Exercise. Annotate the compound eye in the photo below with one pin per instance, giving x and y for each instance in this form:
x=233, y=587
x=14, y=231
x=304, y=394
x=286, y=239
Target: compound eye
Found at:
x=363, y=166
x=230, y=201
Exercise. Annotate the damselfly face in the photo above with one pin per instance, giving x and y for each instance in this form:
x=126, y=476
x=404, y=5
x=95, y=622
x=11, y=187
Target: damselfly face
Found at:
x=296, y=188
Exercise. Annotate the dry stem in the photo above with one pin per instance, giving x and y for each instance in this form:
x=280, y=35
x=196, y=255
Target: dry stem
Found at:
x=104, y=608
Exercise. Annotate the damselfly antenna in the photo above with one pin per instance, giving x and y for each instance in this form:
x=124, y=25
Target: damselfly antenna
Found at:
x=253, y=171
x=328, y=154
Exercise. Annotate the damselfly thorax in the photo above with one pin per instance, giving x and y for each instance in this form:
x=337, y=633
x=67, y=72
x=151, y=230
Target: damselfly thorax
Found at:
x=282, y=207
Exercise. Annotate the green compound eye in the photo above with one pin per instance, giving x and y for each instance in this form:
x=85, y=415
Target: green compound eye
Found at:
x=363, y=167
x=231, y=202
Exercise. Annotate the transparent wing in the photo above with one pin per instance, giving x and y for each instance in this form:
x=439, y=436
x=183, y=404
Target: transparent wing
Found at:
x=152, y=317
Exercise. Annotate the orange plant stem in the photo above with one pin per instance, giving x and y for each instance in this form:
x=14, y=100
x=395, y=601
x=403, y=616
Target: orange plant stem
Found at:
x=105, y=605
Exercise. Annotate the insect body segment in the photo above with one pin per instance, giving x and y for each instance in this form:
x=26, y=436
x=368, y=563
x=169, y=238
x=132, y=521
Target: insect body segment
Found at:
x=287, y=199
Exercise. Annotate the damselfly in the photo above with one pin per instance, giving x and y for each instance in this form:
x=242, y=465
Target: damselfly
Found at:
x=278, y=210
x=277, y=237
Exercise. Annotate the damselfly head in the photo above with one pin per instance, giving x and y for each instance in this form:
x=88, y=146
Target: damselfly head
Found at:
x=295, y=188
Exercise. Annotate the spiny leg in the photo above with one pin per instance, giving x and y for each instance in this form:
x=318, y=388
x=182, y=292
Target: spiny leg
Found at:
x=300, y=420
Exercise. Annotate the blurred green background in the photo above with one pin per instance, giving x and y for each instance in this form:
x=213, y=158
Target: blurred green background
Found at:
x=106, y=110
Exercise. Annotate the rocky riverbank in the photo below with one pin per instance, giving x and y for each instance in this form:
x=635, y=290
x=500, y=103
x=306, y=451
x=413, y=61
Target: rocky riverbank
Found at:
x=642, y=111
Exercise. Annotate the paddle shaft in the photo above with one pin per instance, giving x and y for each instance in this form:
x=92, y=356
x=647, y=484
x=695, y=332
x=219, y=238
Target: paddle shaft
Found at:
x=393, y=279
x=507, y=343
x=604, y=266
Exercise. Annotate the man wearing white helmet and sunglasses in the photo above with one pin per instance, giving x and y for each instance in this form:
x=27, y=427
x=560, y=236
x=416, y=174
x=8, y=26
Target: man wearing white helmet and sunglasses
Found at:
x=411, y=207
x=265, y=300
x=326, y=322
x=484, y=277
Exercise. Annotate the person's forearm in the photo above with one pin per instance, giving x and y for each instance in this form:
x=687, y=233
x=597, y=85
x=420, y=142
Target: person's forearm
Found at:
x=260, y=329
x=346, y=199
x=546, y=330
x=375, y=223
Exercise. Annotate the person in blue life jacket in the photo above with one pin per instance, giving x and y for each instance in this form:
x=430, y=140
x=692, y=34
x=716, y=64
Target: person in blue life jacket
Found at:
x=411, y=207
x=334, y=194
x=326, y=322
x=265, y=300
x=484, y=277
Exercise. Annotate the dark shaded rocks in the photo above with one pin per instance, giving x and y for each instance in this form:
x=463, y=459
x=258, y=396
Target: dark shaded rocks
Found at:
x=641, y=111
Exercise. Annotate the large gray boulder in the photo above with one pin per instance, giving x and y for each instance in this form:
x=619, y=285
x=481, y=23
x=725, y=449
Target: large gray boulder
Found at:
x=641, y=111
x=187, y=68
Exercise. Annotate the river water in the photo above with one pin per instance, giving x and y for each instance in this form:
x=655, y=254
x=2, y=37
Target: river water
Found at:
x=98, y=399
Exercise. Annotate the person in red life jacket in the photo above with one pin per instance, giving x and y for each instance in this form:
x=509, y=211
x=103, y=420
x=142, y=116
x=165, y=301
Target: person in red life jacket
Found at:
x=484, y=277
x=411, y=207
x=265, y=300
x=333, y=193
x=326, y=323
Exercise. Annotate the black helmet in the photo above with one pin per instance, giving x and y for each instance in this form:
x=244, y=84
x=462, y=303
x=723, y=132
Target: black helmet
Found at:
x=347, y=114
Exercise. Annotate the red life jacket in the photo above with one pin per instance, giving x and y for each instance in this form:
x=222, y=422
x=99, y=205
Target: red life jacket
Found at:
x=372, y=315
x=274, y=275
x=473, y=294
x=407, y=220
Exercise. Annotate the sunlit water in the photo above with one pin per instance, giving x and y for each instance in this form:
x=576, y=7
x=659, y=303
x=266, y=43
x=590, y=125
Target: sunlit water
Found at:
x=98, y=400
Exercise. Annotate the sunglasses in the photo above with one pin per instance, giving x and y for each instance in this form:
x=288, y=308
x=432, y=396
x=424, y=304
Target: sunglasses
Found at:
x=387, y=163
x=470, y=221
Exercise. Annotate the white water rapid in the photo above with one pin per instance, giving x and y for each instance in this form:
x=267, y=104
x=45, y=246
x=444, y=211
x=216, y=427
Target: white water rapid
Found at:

• _Given task_
Write out every record verbatim.

• _Output for this exercise_
Exercise. Annotate the compound eye in the photo below with one pin per instance, giving x and y for each instance in this form:
x=233, y=587
x=14, y=231
x=304, y=394
x=286, y=239
Target: compound eye
Found at:
x=363, y=166
x=230, y=201
Exercise. Annotate the damselfly face in the photo above with one pin per instance, giving x and y for each instance in this form:
x=126, y=476
x=404, y=5
x=95, y=622
x=11, y=187
Target: damselfly face
Found at:
x=296, y=188
Exercise. Annotate the dry stem in the photo above with one pin per instance, giving x and y for each instance in this form:
x=280, y=35
x=196, y=255
Target: dry stem
Found at:
x=104, y=608
Exercise. Annotate the damselfly antenna in the photo above with one pin per instance, giving x and y for each instance in this form:
x=124, y=25
Target: damselfly antenna
Found at:
x=253, y=171
x=328, y=154
Exercise. Annotate the damselfly thorax in the photo above with one pin per instance, giving x and y for each instance in this form:
x=337, y=633
x=67, y=72
x=151, y=230
Target: damselfly thorax
Found at:
x=282, y=207
Exercise. Annotate the green compound eye in the photo above with one pin per instance, giving x and y for each instance in this form:
x=85, y=415
Target: green compound eye
Found at:
x=363, y=167
x=231, y=202
Exercise. Annotate the transparent wing in the photo above with one pin per instance, giving x and y for each instance in this form:
x=439, y=436
x=183, y=404
Target: transparent wing
Found at:
x=152, y=317
Exercise. Annotate the orange plant stem in the photo above with one pin per instance, giving x and y for each instance in this form:
x=14, y=100
x=395, y=601
x=403, y=616
Target: orange plant stem
Found at:
x=105, y=605
Exercise. Annotate the insect body segment in the photo above with one pin per instance, giving x and y for each instance in this form:
x=26, y=436
x=368, y=563
x=169, y=238
x=132, y=521
Target: insect body segment
Found at:
x=287, y=199
Exercise. Annotate the damselfly in the photo above with one pin per instance, giving x and y for each instance in this form:
x=242, y=465
Target: damselfly
Found at:
x=278, y=210
x=277, y=237
Exercise. Annotate the damselfly head in the photo above with one pin per instance, giving x and y for each instance in this form:
x=88, y=146
Target: damselfly head
Found at:
x=295, y=188
Exercise. Annotate the spiny leg in the photo above with one pin per instance, giving x and y for each instance in this form:
x=318, y=388
x=182, y=292
Target: spiny leg
Found at:
x=300, y=420
Exercise. Annotate the blurred green background in the photo above with one pin per instance, giving x and y for each instance in this form:
x=213, y=158
Target: blurred green background
Found at:
x=106, y=110
Exercise. Annotate the rocky riverbank in the photo below with one pin per instance, giving x and y for each instance in this form:
x=635, y=290
x=500, y=103
x=306, y=451
x=413, y=61
Target: rocky riverbank
Found at:
x=642, y=111
Exercise. Annotate the paddle shaft in the photo above with one pin per instance, giving x and y for each instance in this form:
x=92, y=356
x=647, y=484
x=695, y=332
x=219, y=238
Target: paddle shaft
Found at:
x=393, y=279
x=507, y=343
x=604, y=266
Exercise. Annotate the man wearing white helmet and sunglasses in the photo above with one pin per instance, giving x and y for each instance in this form:
x=27, y=427
x=560, y=236
x=416, y=174
x=8, y=26
Target: man wearing white helmet and sunglasses
Found at:
x=411, y=207
x=265, y=300
x=326, y=322
x=484, y=277
Exercise. Annotate the person's forearm in the photo above with one pin per instance, giving x and y for each instance in this form:
x=687, y=233
x=597, y=85
x=420, y=142
Target: person's forearm
Found at:
x=260, y=329
x=346, y=199
x=546, y=330
x=375, y=223
Exercise. Annotate the person in blue life jacket in the photo above with one pin per instance, giving x and y for each instance in this form:
x=430, y=140
x=692, y=34
x=716, y=64
Target: person in blue life jacket
Found at:
x=411, y=207
x=334, y=194
x=326, y=322
x=265, y=300
x=484, y=277
Exercise. Annotate the dark shaded rocks in the photo above with one pin per instance, giving x and y for each instance in this form:
x=463, y=459
x=258, y=396
Target: dark shaded rocks
Found at:
x=641, y=111
Exercise. Annotate the large gray boulder in the photo above with one pin per instance, giving x and y for each instance in this form:
x=619, y=285
x=481, y=23
x=725, y=449
Target: large gray boulder
Found at:
x=641, y=111
x=187, y=68
Exercise. Annotate the river water in the photo above with one pin per instance, giving x and y for each instance in this form:
x=655, y=254
x=2, y=37
Target: river water
Found at:
x=98, y=399
Exercise. Annotate the person in red life jacket in the photo above with one pin per instance, giving x and y for each instance in this form:
x=509, y=211
x=103, y=420
x=142, y=116
x=165, y=301
Target: person in red life jacket
Found at:
x=484, y=277
x=411, y=207
x=265, y=300
x=333, y=193
x=326, y=323
Exercise. Annotate the black helmet in the photo above with one pin per instance, giving x and y for each instance in this form:
x=244, y=84
x=462, y=303
x=723, y=132
Target: black helmet
Found at:
x=347, y=114
Exercise. Annotate the red life jacket in the photo above with one pin per instance, giving x and y for each instance in this form:
x=222, y=422
x=99, y=205
Target: red life jacket
Found at:
x=372, y=315
x=274, y=275
x=473, y=294
x=407, y=220
Exercise. Annotate the sunlit water in the photo above with one pin per instance, giving x and y for each instance in this form:
x=576, y=7
x=659, y=303
x=266, y=43
x=590, y=125
Target: sunlit water
Found at:
x=98, y=400
Exercise. Annotate the sunglasses in the photo above with one pin per instance, giving x and y for each instance in this form:
x=288, y=308
x=432, y=396
x=424, y=304
Target: sunglasses
Found at:
x=387, y=163
x=470, y=221
Exercise. Annotate the white water rapid in the photo above with one pin per instance, giving x and y for each instance in this form:
x=267, y=104
x=45, y=246
x=444, y=211
x=216, y=427
Target: white water rapid
Found at:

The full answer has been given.